» **Quoted text**
Last year was one of the worst years in orthodontics.

Starts were flat, production was down, and the business environment was tumultuous…for the third year in a row.

When times are tough, if you’re like me, you start questioning past decisions.

Or worse—you beat yourself up for things you could have done better.

I came across this story when I needed it most, and it became one of my favorites.

I adapted it for this newsletter, and hope you find inspiration in the message.

An old man notices something is off.

What looks like the adjacent room in the back of an appliance store confuses him—it has items and gadgets from 40 years ago.

As he walks into the room, he immediately notices the room is cooler and the weather outside is different.

The world outside the window is at is was forty years ago.  Shocked, he asks the store owner what’s going on.  The owner tells him the doorway between the two rooms is a “Gateway of Years.”   Same store—but forty years ago.   The owner warns the old man not to get too excited: Yes, it’s time-travel, but the past can’t be changed.  Any efforts are negated–as whatever you do in the past is already accounted for in the present.

“All you can do is forgive, atone, or rediscover.”

But the old man doesn’t believe him.

For his wife died 40 years earlier when their apartment building collapsed while he was away on a business trip.

He believes he can change this.

He walks out the door into the past.

…But the town they used to live in is hundreds of miles away, and the effort to travel or communicate is challenged by every nightmare imaginable:  weather, broken lines, robbery, injury, and travel delays.

Yet the old man persists.

Until he reaches his hometown.

A day late.

He finds the apartment building

…in fresh rubble.

He relives his nightmare again.

But another man walks up to him.

» **Supplied data**

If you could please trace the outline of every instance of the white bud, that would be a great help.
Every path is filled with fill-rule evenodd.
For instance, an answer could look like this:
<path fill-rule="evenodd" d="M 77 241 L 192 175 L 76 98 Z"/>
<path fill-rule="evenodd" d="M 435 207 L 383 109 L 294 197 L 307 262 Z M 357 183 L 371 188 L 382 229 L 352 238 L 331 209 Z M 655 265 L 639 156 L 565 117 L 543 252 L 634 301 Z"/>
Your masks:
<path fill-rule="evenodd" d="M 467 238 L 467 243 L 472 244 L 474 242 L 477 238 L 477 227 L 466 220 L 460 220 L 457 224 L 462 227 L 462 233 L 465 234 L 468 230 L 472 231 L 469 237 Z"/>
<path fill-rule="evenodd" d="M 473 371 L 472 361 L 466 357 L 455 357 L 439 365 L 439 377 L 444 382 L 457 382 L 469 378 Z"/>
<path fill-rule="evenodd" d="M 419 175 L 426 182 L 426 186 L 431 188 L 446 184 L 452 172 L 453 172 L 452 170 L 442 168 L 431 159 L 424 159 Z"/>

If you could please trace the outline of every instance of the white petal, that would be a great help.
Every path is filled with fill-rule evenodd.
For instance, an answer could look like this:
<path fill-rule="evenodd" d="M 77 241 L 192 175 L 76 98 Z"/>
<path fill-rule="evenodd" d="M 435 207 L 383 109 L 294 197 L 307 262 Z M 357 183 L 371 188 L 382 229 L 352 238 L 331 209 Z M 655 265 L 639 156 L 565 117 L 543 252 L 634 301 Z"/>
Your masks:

» **Prompt**
Resume the newsletter story about the old man and the "Gateway of Years," picking up right after its last sentence.

» **Task result**
He introduces himself as a rescue worker.   The man tells the old man he had conversed with a young lady before she passed.  The old man recognizes this lady as his young wife. The rescuer recalls the lady’s last words, "While her life was cut short, the moments she spent with with her husband were the happiest of her life.”

The old man sobs uncontrollably.   

For he had never received this message.      

And he comes to realize the store owners’ wisdom:

Nothing changes the past.

The only thing you can do with the past is forgive, atone, and rediscover.

That is all, but that is enough.

I’ll assume every professional in this industry has a business or personal regret.  

There’s probably something you’d rush to change if given access to a Gateway of Years, regardless of whether I told you it was futile.

But I love this story’s lesson.

Even if you could return, where you are right now would be the same.

The only thing you can ever learn from the past is new lessons, amends, and stronger realizations of why things ended up exactly as they are.   

But you don’t need a Gateway of Years to do that.

Make amends, forgive, and move on.

And rejoice.

For if you’re reading this—

You’re exactly where you’re supposed to be

and your story isn’t over yet.

Reference: Story adapted from Ted Chiang: Exhalation: Stories. 2019. Picador Publishing.

Accept your past without regret so you can face your future without fears.